Sustituye "historia" por "crónica" en el fragmento del texto sobre los inicios de la parroquia que va desde "INICIOS DE LA" hasta "el título adecuado.", ambos incluidos, y escribe ese fragmento de nuevo.

### TEXTO DE REFERENCIA

◆ ◆ ◆ ◆ ◆ ◆ ◆

INICIOS DE LA PARROQUIA PRECIOSA SANGRE EN VALDIVIA
POR PAUL AUMEN, CPPS
Estuve por titular este relato “Cómo comenzar una Parroquia”. En segunda instancia, sin embargo, me parece que habría que insertar un “No” después del “Cómo”. Pero déjenme contarles la historia; ustedes pueden decidir el título adecuado.
Valdivia, donde se ubica la parroquia es una ciudad de 76.000 chilenos y un Norteamericano – yo mismo. Está flanqueada por dos ríos a los costados y cercada por una montaña y un pantano por los otros dos lados. Yo escogí la ruta de la montaña para llegar a esa ciudad. No fue la más feliz de las opciones, porque a mitad de camino, mi camioneta comenzó con un ruido sordo y áspero. Me detuve para investigar y me di cuenta que el perno de la dirección había saltado. De manera que me metí debajo de la camioneta y pasé alrededor de una “maravillosa” hora tratando de volver a ponerlo en su lugar. Mientras llegaba a Valdivia, parecía más un mecánico o un “mono engrasado” que un sacerdote misionero. Pero ustedes saben que tenemos una dispensa para algunas formalidades aquí en Chile.
Mi hora de llegada fue de quince minutos antes que cerraran las tiendas y los restoranes. Me tomó cinco minutos comprar una cama y luego diez minutos para cenar. Estaba oscureciendo cuando llegué al nuevo proyecto habitacional en las afueras de la ciudad. Pero déjenme volver atrás un poco primero y contarles acerca de este proyecto.

◆ ◆ ◆ ◆ ◆ ◆ ◆

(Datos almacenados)

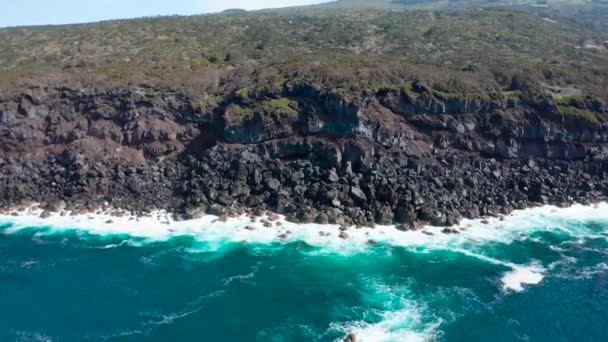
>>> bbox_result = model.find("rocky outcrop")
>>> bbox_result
[0,81,608,229]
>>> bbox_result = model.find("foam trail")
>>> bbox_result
[454,250,545,292]
[330,278,441,342]
[0,203,608,255]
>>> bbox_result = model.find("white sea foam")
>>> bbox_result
[0,203,608,300]
[0,203,608,254]
[329,278,441,342]
[456,250,545,292]
[501,266,544,292]
[0,203,608,342]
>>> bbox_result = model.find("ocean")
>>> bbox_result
[0,204,608,342]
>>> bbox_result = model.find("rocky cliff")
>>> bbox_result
[0,80,608,229]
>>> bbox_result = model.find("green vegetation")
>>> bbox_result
[0,0,608,109]
[265,98,298,117]
[557,105,603,123]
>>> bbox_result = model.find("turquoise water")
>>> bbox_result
[0,207,608,341]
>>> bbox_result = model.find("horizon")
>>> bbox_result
[0,0,329,28]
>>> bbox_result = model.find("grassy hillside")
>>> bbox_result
[0,0,608,99]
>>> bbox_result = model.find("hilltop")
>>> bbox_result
[0,1,608,229]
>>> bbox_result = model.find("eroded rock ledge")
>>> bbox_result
[0,81,608,229]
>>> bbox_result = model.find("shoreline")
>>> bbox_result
[0,201,608,244]
[0,202,608,292]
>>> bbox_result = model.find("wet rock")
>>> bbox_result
[42,199,66,212]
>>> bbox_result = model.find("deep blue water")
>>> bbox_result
[0,208,608,341]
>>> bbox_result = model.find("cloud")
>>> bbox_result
[198,0,327,12]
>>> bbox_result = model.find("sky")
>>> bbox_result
[0,0,327,27]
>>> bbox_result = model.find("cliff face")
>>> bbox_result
[0,81,608,227]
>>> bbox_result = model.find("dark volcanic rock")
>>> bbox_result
[0,81,608,227]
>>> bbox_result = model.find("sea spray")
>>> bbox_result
[0,204,608,341]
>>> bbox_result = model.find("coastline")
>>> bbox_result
[0,202,608,341]
[0,202,608,253]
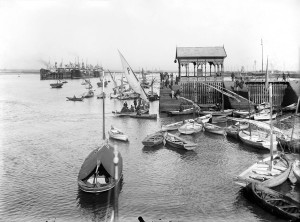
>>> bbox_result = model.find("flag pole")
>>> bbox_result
[102,70,105,140]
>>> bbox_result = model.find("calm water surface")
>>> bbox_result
[0,74,299,222]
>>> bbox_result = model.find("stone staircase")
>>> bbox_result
[159,85,190,112]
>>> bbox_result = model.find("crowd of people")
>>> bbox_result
[121,98,149,115]
[160,72,179,88]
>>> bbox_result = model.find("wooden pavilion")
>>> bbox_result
[174,46,227,80]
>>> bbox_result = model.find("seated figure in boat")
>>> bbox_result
[136,109,142,116]
[216,103,221,111]
[179,103,184,112]
[130,105,134,112]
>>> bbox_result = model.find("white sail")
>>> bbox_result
[119,51,148,101]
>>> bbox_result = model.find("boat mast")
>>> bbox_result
[222,76,224,112]
[269,83,273,171]
[248,87,252,138]
[102,70,105,140]
[261,39,264,73]
[114,145,119,222]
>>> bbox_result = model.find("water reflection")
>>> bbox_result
[235,188,286,222]
[142,143,164,153]
[165,144,197,158]
[76,177,124,221]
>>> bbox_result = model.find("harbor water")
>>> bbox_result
[0,74,300,222]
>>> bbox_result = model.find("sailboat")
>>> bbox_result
[178,121,203,135]
[141,69,149,89]
[50,80,63,88]
[119,51,149,117]
[119,51,148,102]
[147,76,159,102]
[77,71,123,193]
[83,81,94,98]
[236,83,291,188]
[108,70,120,99]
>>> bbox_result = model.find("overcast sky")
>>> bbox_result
[0,0,300,71]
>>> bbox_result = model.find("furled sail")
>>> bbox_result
[119,51,148,101]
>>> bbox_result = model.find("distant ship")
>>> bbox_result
[40,62,103,80]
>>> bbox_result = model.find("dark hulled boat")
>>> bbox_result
[77,144,123,193]
[247,183,300,221]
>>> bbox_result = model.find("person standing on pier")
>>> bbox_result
[231,72,235,81]
[282,72,286,81]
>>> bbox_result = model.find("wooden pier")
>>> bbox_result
[159,77,289,112]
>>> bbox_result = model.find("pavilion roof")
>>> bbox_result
[176,47,227,59]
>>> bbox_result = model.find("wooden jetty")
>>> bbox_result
[159,47,300,112]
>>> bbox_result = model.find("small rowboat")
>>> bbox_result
[77,144,123,193]
[50,82,63,88]
[168,108,194,116]
[232,110,249,117]
[247,183,300,221]
[277,136,300,153]
[161,119,193,131]
[178,121,202,134]
[83,90,94,98]
[235,154,292,187]
[282,103,297,111]
[204,123,226,135]
[129,114,157,119]
[199,109,233,116]
[97,92,103,99]
[112,111,136,117]
[142,132,164,147]
[225,122,249,139]
[108,126,128,141]
[211,115,227,123]
[67,96,83,101]
[164,133,197,150]
[293,160,300,183]
[253,113,277,121]
[238,130,278,150]
[195,114,212,123]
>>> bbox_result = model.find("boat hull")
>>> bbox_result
[235,154,292,188]
[50,83,63,88]
[164,133,196,150]
[108,129,128,141]
[178,122,202,135]
[204,123,226,135]
[142,133,164,147]
[77,175,123,193]
[238,130,278,150]
[168,108,194,116]
[129,114,157,119]
[292,160,300,184]
[247,183,300,221]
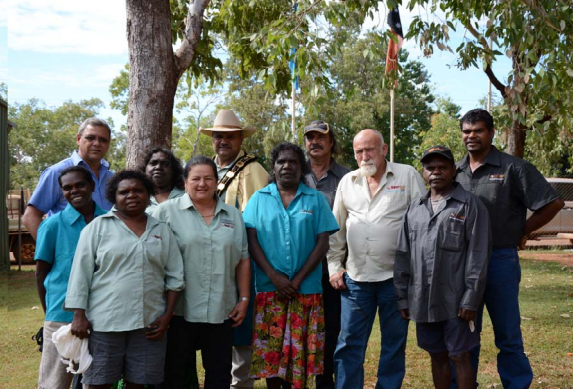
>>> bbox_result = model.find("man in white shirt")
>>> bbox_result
[327,130,425,389]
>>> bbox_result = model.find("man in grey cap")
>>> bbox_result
[394,146,491,389]
[304,120,350,389]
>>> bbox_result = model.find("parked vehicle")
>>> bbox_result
[6,190,36,264]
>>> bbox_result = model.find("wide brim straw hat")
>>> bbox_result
[200,109,257,138]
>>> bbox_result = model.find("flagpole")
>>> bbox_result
[289,0,298,142]
[390,88,394,162]
[292,82,298,141]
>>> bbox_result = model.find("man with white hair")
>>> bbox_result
[327,130,425,389]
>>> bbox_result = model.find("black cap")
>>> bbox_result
[420,146,455,162]
[304,120,330,135]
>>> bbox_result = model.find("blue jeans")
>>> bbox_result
[451,248,533,389]
[334,274,408,389]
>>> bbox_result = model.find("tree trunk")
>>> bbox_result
[507,120,527,158]
[126,0,179,169]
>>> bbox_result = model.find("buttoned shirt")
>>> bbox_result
[243,183,338,294]
[153,195,249,324]
[215,150,269,212]
[28,151,113,217]
[34,203,106,323]
[145,187,185,215]
[305,158,350,274]
[327,161,425,282]
[65,210,185,332]
[394,184,491,323]
[456,146,559,248]
[305,158,350,209]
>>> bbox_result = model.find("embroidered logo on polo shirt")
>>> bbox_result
[450,213,466,223]
[386,185,406,193]
[221,219,235,230]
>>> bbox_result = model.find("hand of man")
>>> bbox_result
[271,272,296,298]
[71,309,92,339]
[145,313,173,340]
[328,270,346,290]
[458,308,477,321]
[229,300,249,327]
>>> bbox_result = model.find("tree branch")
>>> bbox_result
[483,64,507,99]
[537,114,553,124]
[174,0,210,79]
[466,21,507,99]
[521,0,561,32]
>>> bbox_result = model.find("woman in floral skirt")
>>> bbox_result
[243,142,339,389]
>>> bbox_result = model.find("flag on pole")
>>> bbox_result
[288,3,298,90]
[386,8,404,74]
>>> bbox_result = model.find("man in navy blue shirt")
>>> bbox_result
[22,118,113,239]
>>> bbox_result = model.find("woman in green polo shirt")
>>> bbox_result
[65,170,185,389]
[153,157,251,389]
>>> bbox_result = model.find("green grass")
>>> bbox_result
[0,260,573,389]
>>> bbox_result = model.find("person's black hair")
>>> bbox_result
[460,108,493,131]
[139,147,185,189]
[269,142,310,185]
[58,166,95,188]
[105,170,155,205]
[183,155,218,180]
[304,120,338,155]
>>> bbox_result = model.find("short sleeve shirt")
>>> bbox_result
[29,151,113,217]
[456,146,559,248]
[153,195,249,324]
[34,204,106,323]
[65,209,185,332]
[243,183,339,294]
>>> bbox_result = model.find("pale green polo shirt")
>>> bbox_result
[153,195,249,324]
[64,209,185,332]
[145,187,185,215]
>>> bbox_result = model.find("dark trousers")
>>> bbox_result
[451,248,533,389]
[161,316,233,389]
[316,273,340,389]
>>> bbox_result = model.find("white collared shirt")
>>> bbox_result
[327,161,425,282]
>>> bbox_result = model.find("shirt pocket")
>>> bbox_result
[439,223,465,251]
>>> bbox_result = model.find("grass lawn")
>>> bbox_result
[0,255,573,389]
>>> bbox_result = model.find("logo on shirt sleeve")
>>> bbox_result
[386,185,406,193]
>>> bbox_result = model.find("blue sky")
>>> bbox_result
[0,0,509,131]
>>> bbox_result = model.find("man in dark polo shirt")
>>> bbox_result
[452,109,565,389]
[304,120,350,389]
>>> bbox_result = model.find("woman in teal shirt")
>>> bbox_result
[153,157,251,389]
[243,142,339,389]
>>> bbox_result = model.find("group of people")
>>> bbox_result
[24,109,564,389]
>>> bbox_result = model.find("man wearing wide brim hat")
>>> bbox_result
[200,109,269,388]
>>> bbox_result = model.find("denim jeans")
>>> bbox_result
[451,248,533,389]
[334,274,408,389]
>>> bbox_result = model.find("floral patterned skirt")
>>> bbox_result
[251,292,324,389]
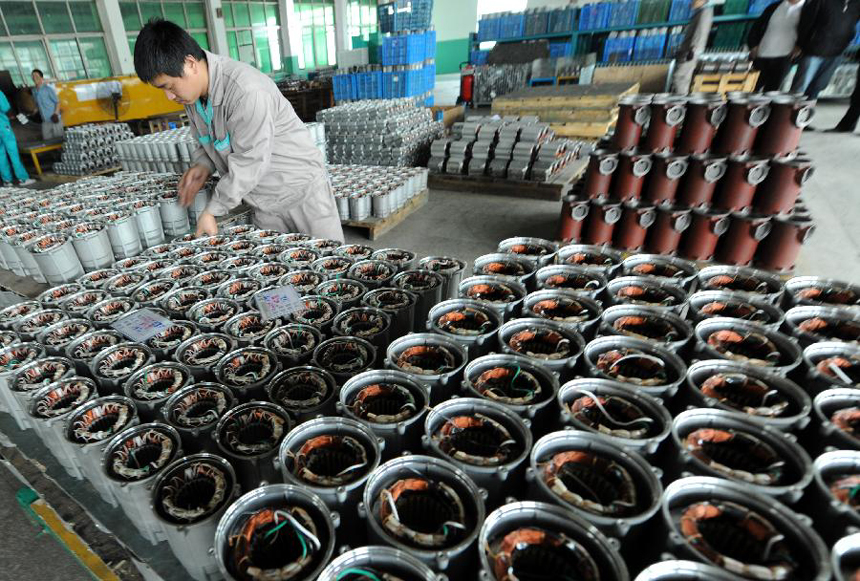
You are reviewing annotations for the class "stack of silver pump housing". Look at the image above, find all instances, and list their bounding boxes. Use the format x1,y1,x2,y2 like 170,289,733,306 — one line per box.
0,172,212,284
328,165,427,221
428,115,591,182
317,98,443,166
116,126,199,173
0,222,860,581
54,123,132,176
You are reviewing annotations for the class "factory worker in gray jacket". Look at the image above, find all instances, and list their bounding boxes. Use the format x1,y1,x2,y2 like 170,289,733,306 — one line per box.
134,19,343,241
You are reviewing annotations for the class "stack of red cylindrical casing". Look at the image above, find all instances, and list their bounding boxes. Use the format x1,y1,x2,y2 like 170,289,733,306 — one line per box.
716,214,771,265
642,153,688,204
712,156,770,212
558,194,590,242
613,201,654,251
645,205,691,254
755,215,815,272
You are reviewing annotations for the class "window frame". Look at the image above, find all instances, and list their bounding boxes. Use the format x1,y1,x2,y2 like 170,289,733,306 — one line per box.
221,0,284,76
0,0,114,86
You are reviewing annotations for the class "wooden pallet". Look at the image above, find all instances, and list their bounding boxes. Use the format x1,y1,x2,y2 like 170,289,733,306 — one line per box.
427,157,588,202
549,119,618,139
493,83,639,113
690,71,759,95
341,190,430,240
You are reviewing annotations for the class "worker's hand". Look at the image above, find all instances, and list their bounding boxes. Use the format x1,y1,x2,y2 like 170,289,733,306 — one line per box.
177,165,210,208
194,212,218,238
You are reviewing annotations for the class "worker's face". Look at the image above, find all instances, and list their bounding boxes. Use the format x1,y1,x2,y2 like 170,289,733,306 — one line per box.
152,57,206,105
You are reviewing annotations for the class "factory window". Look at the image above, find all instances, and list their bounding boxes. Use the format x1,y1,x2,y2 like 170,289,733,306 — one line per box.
119,0,209,55
290,0,337,70
346,0,377,48
0,0,112,85
221,2,283,74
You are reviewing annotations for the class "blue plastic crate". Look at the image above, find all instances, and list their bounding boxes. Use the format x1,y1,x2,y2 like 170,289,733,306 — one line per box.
549,42,570,58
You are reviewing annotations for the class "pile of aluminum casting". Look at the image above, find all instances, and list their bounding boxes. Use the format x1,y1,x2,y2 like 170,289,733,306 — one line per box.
115,127,198,173
428,115,590,182
54,123,132,176
328,165,427,220
0,228,860,581
317,99,444,167
0,172,211,284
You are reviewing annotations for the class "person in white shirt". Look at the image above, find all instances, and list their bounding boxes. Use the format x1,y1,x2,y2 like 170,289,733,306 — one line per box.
747,0,805,91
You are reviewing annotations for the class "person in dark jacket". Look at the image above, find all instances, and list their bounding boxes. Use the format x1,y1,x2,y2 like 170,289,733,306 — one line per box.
791,0,860,99
672,0,716,95
747,0,804,91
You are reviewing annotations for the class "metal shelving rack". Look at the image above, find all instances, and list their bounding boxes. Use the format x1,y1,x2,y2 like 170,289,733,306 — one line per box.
469,9,759,50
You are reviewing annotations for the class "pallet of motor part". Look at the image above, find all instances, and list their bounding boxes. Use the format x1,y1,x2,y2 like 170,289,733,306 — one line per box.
549,119,615,139
341,188,432,240
427,156,588,202
690,71,758,95
39,166,122,184
488,107,618,123
216,204,252,229
141,113,188,133
493,83,639,113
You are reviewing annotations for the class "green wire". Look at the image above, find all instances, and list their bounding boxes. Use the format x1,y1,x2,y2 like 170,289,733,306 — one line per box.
263,519,290,539
263,518,308,559
334,569,382,581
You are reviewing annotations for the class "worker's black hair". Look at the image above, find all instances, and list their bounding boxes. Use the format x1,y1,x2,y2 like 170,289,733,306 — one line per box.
134,18,206,83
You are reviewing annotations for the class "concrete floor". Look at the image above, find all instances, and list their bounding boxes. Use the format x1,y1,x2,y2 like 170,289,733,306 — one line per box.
346,103,860,281
0,99,860,581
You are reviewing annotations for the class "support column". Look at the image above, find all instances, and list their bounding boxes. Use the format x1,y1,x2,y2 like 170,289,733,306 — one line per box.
278,0,301,74
334,0,352,52
96,0,134,75
204,0,230,56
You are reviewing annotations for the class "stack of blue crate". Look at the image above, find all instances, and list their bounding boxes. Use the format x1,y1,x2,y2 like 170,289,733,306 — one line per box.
549,42,570,58
669,0,693,22
747,0,779,14
377,0,433,33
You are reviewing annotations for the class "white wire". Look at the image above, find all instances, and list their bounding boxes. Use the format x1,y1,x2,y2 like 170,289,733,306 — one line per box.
577,388,654,426
382,489,400,522
275,510,322,551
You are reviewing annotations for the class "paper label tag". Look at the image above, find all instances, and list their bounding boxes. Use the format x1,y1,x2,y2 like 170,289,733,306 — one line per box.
111,309,173,343
255,284,305,321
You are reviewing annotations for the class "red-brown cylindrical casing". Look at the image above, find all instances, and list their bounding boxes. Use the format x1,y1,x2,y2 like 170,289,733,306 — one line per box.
675,97,726,155
612,95,651,149
583,198,621,244
755,215,815,272
642,153,689,204
711,97,770,155
558,195,589,242
678,209,729,260
675,155,726,208
755,95,815,157
753,157,814,214
645,206,692,254
582,149,618,198
612,150,652,202
644,97,687,152
711,156,770,212
612,202,654,251
716,214,771,266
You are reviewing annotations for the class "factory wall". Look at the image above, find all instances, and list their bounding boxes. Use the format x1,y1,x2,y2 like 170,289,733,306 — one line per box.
433,0,478,75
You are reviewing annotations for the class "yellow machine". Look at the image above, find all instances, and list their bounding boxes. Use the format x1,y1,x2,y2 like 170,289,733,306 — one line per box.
55,76,183,127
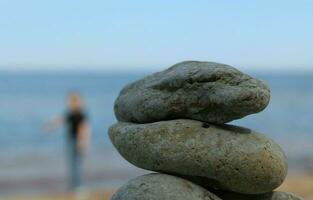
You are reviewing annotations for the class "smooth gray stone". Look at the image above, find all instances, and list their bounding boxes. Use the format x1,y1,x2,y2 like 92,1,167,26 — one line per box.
111,174,221,200
212,191,304,200
109,119,287,194
114,61,270,124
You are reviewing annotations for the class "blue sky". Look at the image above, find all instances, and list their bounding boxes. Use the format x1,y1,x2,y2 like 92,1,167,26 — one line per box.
0,0,313,71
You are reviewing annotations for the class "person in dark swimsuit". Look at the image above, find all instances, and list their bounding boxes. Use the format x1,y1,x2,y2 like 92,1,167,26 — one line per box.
47,93,91,190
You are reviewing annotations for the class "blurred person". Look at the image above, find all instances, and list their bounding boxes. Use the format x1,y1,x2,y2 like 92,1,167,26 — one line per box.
45,92,91,190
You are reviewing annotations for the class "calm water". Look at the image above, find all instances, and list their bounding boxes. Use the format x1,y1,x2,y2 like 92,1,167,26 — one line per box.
0,73,313,194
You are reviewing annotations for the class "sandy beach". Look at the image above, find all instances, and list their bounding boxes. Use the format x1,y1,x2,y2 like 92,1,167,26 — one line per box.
0,174,313,200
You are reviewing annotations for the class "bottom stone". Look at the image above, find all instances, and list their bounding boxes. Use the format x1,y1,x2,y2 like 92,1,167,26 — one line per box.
212,190,303,200
111,173,221,200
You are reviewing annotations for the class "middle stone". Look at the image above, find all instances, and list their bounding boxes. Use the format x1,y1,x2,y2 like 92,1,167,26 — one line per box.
109,119,287,194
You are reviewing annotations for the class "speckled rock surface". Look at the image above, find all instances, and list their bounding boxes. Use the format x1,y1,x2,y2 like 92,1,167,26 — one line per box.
111,174,221,200
114,61,270,124
215,191,304,200
109,119,287,194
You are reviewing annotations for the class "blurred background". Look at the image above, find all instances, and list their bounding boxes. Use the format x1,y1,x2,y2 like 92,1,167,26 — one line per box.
0,0,313,199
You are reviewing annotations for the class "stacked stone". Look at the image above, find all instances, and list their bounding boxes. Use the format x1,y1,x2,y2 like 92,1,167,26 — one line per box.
109,61,301,200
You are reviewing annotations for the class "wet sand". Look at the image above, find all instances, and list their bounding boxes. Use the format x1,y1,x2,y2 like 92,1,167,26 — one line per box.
0,174,313,200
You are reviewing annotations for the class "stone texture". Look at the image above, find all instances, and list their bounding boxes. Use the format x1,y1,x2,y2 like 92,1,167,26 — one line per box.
215,191,304,200
115,61,270,124
109,119,287,194
111,174,221,200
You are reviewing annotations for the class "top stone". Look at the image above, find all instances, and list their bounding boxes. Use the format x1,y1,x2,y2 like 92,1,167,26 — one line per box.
114,61,270,124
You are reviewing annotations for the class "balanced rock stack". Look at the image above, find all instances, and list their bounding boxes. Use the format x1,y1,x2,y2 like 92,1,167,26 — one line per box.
109,61,301,200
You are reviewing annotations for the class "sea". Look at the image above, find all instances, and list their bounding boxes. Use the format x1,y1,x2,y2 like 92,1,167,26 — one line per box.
0,71,313,195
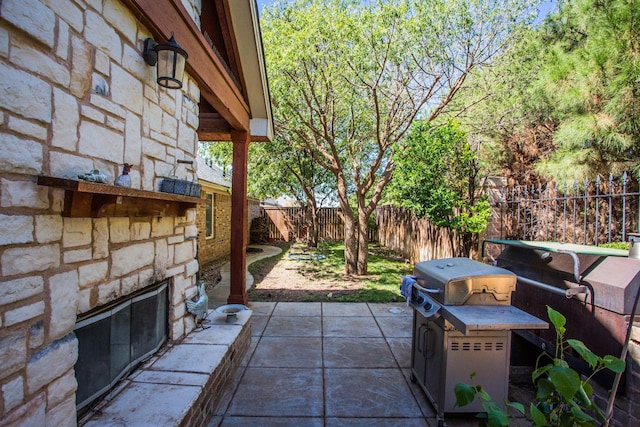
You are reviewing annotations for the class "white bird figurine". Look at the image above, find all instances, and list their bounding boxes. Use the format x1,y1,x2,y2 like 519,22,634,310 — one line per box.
185,280,209,329
115,163,133,188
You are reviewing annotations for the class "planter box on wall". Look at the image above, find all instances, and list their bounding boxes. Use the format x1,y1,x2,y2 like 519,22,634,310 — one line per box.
160,178,200,197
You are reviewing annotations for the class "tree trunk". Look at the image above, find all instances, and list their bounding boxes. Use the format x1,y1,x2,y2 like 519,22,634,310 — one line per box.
357,209,369,275
307,206,319,248
342,209,358,274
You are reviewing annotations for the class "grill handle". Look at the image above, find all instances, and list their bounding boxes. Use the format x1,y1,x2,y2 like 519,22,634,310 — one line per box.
413,284,442,294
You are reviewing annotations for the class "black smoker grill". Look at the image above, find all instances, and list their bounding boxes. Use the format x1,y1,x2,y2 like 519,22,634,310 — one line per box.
410,258,549,424
486,240,640,389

◆ ◆ ◆ ◆ ◆ ◆ ◆

### RESPUESTA PROPUESTA
INICIOS DE LA PARROQUIA PRECIOSA SANGRE EN VALDIVIA
POR PAUL AUMEN, CPPS
Estuve por titular este relato “Cómo comenzar una Parroquia”. En segunda instancia, sin embargo, me parece que habría que insertar un “No” después del “Cómo”. Pero déjenme contarles la crónica; ustedes pueden decidir el título adecuado.